New Health Guidelines: Should You Take Aspirin?
While 50% of our population is female, 100% of us have females in the family who are at risk ultimately for heart disease. A group of medical societies and associations have recently put together a set of guidelines for heart disease prevention that have been endorsed by the American Heart Association, among others. These guidelines were then picked up and disseminated by many newspapers through the Associated Press, New York Times and Reuter’s news syndicates.
But what do they really mean, and does every woman now have to start taking aspirin or put in an emergency call for guidance from her physician (as the newspapers suggest)?
In multiple studies, done initially in men, then in men and women, and more recently in women alone, aspirin has been demonstrated to have a beneficial effect on large populations of people who are at risk of having a stroke or heart attack.

# DATA EXTRACTS
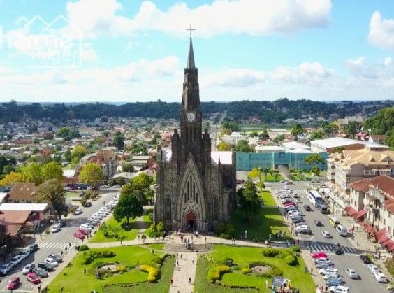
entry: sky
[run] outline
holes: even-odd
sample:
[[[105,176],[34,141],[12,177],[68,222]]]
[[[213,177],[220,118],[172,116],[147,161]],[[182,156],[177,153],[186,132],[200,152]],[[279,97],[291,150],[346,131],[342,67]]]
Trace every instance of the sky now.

# TASKS TO PERFORM
a) The aspirin guidelines text says women's heart disease matters to everyone, not only women. Why, according to the text?
b) In the aspirin guidelines text, which organization is named as having endorsed the new heart disease prevention guidelines?
c) Reproduce the part of the aspirin guidelines text starting at "New Health Guidelines: Should" and ending at "Reuter’s news syndicates.".

# YOUR RESPONSES
a) Only half the population is female, but everyone has female family members who are ultimately at risk for heart disease.

b) The American Heart Association, among others.

c)
New Health Guidelines: Should You Take Aspirin?
While 50% of our population is female, 100% of us have females in the family who are at risk ultimately for heart disease. A group of medical societies and associations have recently put together a set of guidelines for heart disease prevention that have been endorsed by the American Heart Association, among others. These guidelines were then picked up and disseminated by many newspapers through the Associated Press, New York Times and Reuter’s news syndicates.